• [Written task] Could you reproduce, word for word, the lines of the data below from the one containing "Question. Locate the white closet" through the final line, including both of those lines?

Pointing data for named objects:
▶

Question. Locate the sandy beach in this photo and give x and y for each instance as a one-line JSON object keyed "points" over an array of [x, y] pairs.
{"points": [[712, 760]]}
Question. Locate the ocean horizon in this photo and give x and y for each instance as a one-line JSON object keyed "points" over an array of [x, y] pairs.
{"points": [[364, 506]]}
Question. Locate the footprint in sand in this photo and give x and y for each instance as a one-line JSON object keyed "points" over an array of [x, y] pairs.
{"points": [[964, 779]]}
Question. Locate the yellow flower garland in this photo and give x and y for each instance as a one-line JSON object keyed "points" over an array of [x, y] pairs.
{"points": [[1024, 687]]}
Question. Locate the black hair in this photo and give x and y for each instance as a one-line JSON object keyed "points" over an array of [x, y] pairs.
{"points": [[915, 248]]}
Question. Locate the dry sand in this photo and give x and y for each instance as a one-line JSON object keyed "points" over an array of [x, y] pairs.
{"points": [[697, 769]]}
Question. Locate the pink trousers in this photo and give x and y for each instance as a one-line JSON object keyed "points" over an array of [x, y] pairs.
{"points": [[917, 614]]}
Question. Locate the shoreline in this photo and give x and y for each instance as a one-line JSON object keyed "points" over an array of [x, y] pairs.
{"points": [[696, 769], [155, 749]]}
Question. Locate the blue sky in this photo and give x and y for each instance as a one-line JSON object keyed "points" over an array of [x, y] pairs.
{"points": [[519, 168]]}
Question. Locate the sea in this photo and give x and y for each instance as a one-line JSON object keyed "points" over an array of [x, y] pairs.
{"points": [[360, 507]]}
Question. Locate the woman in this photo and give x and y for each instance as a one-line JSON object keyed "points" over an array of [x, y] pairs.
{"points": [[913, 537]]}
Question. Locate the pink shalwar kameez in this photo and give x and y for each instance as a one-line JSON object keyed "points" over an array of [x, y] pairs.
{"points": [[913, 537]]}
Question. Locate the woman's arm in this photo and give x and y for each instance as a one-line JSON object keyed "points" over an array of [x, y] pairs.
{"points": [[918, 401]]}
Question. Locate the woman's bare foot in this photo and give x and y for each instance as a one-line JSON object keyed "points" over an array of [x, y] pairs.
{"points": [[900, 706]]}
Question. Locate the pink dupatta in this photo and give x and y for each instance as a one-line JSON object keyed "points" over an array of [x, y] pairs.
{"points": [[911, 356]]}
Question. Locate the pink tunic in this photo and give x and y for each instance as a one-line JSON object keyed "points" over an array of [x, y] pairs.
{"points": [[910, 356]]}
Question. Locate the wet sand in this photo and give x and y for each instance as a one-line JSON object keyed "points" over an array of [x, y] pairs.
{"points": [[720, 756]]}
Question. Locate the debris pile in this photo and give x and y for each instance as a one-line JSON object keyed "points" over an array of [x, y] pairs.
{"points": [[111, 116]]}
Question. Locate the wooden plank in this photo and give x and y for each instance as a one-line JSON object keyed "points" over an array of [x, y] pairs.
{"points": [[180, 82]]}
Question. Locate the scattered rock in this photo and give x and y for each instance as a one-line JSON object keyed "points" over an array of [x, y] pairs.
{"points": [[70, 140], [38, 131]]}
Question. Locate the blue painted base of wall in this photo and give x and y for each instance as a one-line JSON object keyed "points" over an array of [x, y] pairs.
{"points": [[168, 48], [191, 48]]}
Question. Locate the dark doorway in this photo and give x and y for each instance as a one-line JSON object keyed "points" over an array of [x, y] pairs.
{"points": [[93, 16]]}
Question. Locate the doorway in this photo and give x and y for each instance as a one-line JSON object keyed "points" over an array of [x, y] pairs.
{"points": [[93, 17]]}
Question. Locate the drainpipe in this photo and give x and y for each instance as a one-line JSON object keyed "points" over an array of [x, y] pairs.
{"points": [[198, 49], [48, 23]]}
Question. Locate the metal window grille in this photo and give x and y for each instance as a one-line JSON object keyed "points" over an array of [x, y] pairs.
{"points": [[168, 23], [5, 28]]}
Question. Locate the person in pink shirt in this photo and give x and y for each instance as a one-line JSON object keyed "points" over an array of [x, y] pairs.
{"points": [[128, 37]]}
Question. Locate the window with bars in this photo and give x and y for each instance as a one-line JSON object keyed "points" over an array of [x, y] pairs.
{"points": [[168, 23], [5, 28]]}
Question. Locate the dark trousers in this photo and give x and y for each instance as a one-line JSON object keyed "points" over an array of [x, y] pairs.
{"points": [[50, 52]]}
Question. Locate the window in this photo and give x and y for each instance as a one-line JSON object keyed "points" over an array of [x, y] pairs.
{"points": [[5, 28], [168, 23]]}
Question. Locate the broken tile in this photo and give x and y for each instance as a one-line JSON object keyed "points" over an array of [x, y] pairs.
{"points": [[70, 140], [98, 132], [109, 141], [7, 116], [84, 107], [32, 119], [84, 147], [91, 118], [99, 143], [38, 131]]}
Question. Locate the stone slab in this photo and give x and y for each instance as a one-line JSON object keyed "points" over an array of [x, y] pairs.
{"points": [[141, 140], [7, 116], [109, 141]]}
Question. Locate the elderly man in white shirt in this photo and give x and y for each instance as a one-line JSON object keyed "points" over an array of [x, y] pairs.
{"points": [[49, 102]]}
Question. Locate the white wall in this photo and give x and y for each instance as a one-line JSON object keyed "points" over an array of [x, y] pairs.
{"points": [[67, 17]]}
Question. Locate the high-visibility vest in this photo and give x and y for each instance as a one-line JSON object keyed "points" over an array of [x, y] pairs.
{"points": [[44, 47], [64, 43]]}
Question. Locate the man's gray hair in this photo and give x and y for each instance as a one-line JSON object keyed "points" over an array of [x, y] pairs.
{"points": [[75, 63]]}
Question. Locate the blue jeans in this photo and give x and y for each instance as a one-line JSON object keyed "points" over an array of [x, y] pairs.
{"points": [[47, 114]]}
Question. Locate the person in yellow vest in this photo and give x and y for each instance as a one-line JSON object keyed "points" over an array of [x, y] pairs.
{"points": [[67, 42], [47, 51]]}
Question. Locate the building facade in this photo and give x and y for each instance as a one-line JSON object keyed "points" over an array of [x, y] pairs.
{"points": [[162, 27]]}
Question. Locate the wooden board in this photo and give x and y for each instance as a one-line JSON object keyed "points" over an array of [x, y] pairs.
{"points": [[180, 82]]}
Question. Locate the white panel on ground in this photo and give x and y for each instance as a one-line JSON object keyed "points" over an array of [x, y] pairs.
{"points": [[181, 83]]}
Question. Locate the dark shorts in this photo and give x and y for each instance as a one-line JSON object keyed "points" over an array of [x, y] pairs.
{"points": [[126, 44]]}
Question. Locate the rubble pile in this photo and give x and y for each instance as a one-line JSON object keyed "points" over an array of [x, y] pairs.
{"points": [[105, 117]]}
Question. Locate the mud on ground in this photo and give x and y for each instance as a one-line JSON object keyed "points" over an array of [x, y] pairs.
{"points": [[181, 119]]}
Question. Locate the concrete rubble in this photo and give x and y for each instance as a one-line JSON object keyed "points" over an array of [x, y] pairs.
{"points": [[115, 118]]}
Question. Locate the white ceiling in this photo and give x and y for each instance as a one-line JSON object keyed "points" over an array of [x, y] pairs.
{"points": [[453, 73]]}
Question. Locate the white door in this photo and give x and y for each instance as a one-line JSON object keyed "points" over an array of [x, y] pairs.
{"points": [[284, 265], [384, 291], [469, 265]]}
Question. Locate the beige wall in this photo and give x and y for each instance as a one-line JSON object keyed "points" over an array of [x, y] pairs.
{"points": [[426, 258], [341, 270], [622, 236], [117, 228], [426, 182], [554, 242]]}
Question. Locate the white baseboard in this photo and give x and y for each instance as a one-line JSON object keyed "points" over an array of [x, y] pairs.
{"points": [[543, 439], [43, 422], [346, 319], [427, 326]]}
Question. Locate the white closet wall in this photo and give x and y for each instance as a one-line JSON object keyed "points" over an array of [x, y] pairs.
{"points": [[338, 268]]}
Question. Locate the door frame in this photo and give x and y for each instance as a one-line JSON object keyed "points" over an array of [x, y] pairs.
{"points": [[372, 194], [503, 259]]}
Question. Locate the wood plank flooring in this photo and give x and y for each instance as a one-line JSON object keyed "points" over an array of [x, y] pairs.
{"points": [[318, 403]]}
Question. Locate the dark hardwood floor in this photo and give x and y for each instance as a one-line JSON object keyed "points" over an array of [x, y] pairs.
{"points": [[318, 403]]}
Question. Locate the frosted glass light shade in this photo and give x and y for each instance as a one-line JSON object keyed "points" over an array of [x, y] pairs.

◀

• [Final result]
Question. Locate the white closet wall in this photo and give x and y for each instance as a one-line JSON object keyed "points" over an array of [x, y] pairs.
{"points": [[338, 268]]}
Question. Locate the door frame in this photo and give x and y for each instance as a one-line JSON object keyed "points" over an array of [x, y] pairs.
{"points": [[372, 194], [503, 259]]}
Question. Locate the wood plank flooring in this photo and give x and y for each instance as a one-line JSON object keyed "points" over an array of [x, y] pairs.
{"points": [[318, 403]]}
Question. Locate the dark hardwood floor in this photo and give x and y for each instance as a one-line JSON object keyed "points" over an array of [x, y] pairs.
{"points": [[318, 403]]}
Question. Locate the frosted glass light shade in this photo and give x and y for each instance as a one-line JSON object keyed "points" over an array of [x, y] pairs.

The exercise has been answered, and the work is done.